▸ **Exercise prompt**
Could you rewrite all of the material below as a numbered list, leaving out any blank lines?

(Entries drawn from a collection)
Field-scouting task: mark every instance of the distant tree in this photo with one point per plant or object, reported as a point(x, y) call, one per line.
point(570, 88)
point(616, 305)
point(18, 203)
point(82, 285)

▸ **Written answer**
1. Field-scouting task: mark every instance of the distant tree in this photo with one point per plant or object, reported as a point(x, y) call, one per line.
2. point(570, 88)
3. point(616, 305)
4. point(18, 203)
5. point(82, 285)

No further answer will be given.